=== Excerpt ===
Automatically Interpreting Millions of Features in Large Language Models
LLMs analyze other LLMs' neurons, creating human-readable explanations at massive scale.
LLMs analyze other LLMs' neurons, creating human-readable explanations at massive scale.
Sparse autoencoders (SAEs) features expose LLM's internal mechanics through automated interpretation pipeline.
Original Problem 🔍:
Interpreting millions of features in LLMs is challenging due to their vast scale and complexity.
Solution in this Paper 🛠️:
• Open-source automated pipeline to generate and evaluate natural language explanations for sparse autoencoder (SAE) features using LLMs
• Five new scoring techniques: detection, fuzzing, surprisal, embedding, and intervention scoring
• Intervention scoring evaluates interpretability of feature interventions
• Hungarian algorithm aligns SAE features across layers
Key Insights from this Paper 💡:
• Sparse autoencoders (SAEs) latents are more interpretable than individual neurons
• SAEs with more latents have higher interpretability scores
• SAEs trained on nearby residual stream layers are highly similar
• Residual stream SAEs have higher semantic overlap than MLP SAEs
• Efficient scoring techniques enable feedback loops to improve explanation quality
Results 📊:
• SAE latents significantly outperform neurons in interpretability scores
• Larger SAEs (131k latents) achieve higher scores than smaller ones (16k latents)
=== Data records ===
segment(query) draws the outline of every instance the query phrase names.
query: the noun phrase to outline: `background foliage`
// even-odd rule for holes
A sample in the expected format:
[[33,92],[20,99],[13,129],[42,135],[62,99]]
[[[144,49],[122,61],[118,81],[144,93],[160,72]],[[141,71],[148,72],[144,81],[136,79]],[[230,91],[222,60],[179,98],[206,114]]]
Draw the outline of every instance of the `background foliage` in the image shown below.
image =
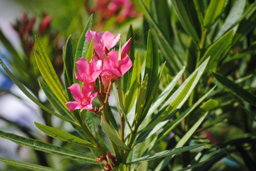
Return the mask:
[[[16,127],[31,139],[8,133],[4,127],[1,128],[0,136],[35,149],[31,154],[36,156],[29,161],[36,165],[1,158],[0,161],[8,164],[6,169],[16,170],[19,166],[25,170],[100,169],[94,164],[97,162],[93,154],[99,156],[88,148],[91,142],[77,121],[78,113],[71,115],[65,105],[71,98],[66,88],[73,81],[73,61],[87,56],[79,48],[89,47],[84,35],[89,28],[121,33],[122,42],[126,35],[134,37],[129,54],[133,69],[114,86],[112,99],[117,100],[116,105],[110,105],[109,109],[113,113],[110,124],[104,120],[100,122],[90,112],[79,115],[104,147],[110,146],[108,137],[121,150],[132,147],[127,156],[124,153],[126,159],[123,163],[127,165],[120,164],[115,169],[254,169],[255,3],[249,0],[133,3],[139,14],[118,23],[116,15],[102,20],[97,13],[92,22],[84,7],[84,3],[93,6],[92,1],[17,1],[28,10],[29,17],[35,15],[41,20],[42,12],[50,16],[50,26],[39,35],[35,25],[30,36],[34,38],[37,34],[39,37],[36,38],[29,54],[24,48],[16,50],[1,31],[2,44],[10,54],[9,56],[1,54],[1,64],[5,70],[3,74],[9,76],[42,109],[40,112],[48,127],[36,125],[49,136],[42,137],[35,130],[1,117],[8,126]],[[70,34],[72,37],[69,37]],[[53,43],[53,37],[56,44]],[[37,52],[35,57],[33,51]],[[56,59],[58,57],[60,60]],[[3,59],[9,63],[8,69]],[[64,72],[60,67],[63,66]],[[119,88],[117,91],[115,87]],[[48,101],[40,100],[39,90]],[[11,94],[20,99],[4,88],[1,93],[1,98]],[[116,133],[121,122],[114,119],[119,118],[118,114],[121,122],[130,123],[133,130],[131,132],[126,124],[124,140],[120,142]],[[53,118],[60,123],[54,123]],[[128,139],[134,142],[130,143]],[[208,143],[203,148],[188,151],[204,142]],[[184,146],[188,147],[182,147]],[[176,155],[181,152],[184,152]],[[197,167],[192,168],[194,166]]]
===
=== Data records ===
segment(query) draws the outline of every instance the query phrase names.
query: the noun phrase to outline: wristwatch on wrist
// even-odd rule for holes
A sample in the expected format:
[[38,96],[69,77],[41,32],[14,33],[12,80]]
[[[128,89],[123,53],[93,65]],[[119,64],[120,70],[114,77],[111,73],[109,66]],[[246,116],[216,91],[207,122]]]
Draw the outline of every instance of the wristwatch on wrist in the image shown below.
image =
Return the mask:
===
Quote word for word the stretch of the summary on interpreting LLM features from "Automatically Interpreting Millions" through "scale and complexity.".

-- Solved exercise --
Automatically Interpreting Millions of Features in Large Language Models
LLMs analyze other LLMs' neurons, creating human-readable explanations at massive scale.
LLMs analyze other LLMs' neurons, creating human-readable explanations at massive scale.
Sparse autoencoders (SAEs) features expose LLM's internal mechanics through automated interpretation pipeline.
Original Problem 🔍:
Interpreting millions of features in LLMs is challenging due to their vast scale and complexity.